● EXERCISE DETAILS
Where does the word "rough" show up in the records? Copy every line that has it.
*** Opening RECORDS FOR THIS EXERCISE ***
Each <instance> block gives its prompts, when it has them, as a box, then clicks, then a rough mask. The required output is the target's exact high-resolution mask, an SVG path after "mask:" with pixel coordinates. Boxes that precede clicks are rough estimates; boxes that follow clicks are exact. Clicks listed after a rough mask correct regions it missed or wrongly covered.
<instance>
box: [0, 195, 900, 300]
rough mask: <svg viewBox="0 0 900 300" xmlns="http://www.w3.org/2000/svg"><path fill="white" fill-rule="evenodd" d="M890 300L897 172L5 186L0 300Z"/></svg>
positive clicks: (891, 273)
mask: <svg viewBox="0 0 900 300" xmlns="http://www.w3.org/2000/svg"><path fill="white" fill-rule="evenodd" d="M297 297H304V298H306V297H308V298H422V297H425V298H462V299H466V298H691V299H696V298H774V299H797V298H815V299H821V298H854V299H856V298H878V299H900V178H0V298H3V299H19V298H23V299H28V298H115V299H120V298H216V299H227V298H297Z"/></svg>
*** Closing RECORDS FOR THIS EXERCISE ***
● ANSWER SPACE
Each <instance> block gives its prompts, when it has them, as a box, then clicks, then a rough mask. The required output is the target's exact high-resolution mask, an SVG path after "mask:" with pixel coordinates. Boxes that precede clicks are rough estimates; boxes that follow clicks are exact. Clicks listed after a rough mask correct regions it missed or wrongly covered.
rough mask: <svg viewBox="0 0 900 300" xmlns="http://www.w3.org/2000/svg"><path fill="white" fill-rule="evenodd" d="M890 300L897 172L5 186L0 300Z"/></svg>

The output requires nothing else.